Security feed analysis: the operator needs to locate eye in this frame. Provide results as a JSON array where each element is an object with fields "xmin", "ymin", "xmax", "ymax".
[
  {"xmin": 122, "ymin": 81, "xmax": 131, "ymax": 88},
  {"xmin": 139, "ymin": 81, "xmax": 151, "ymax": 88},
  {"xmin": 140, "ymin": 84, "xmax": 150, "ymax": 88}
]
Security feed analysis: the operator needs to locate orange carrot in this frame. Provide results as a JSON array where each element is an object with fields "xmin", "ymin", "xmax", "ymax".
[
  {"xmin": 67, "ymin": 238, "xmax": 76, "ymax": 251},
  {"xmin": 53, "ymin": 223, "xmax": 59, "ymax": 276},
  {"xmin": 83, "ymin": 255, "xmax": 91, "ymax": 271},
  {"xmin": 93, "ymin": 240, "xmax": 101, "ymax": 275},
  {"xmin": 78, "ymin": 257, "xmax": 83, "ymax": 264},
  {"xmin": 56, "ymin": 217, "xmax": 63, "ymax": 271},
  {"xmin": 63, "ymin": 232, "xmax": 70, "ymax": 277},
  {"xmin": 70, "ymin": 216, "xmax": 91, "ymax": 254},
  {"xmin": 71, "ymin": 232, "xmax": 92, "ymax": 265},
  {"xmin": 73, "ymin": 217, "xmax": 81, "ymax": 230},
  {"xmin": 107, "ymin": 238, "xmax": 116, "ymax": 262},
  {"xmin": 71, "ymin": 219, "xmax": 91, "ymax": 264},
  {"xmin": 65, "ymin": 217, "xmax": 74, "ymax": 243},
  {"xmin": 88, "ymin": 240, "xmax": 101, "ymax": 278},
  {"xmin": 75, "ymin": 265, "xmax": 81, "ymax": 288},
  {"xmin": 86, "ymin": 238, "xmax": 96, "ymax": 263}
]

::::::::

» **Instructions to follow**: Repeat each of the entries exactly as written.

» **Response to the exercise**:
Security feed analysis: the operator needs to locate eye in this frame. Provide results as a JSON array where each element is an object with fields "xmin", "ymin", "xmax", "ymax".
[
  {"xmin": 122, "ymin": 81, "xmax": 131, "ymax": 88},
  {"xmin": 139, "ymin": 81, "xmax": 151, "ymax": 88},
  {"xmin": 140, "ymin": 84, "xmax": 150, "ymax": 88}
]
Security feed analysis: the operator needs to locate orange carrot in this frame. Provide results as a JSON array where each element is an object with fields "xmin", "ymin", "xmax", "ymax".
[
  {"xmin": 67, "ymin": 238, "xmax": 76, "ymax": 251},
  {"xmin": 53, "ymin": 223, "xmax": 59, "ymax": 276},
  {"xmin": 83, "ymin": 255, "xmax": 91, "ymax": 271},
  {"xmin": 93, "ymin": 240, "xmax": 101, "ymax": 275},
  {"xmin": 78, "ymin": 257, "xmax": 83, "ymax": 264},
  {"xmin": 56, "ymin": 217, "xmax": 63, "ymax": 271},
  {"xmin": 63, "ymin": 232, "xmax": 70, "ymax": 277},
  {"xmin": 70, "ymin": 216, "xmax": 91, "ymax": 254},
  {"xmin": 71, "ymin": 232, "xmax": 92, "ymax": 265},
  {"xmin": 73, "ymin": 217, "xmax": 81, "ymax": 230},
  {"xmin": 107, "ymin": 238, "xmax": 116, "ymax": 262},
  {"xmin": 71, "ymin": 219, "xmax": 91, "ymax": 264},
  {"xmin": 65, "ymin": 217, "xmax": 74, "ymax": 243},
  {"xmin": 88, "ymin": 240, "xmax": 101, "ymax": 278},
  {"xmin": 75, "ymin": 265, "xmax": 81, "ymax": 288},
  {"xmin": 86, "ymin": 238, "xmax": 96, "ymax": 263}
]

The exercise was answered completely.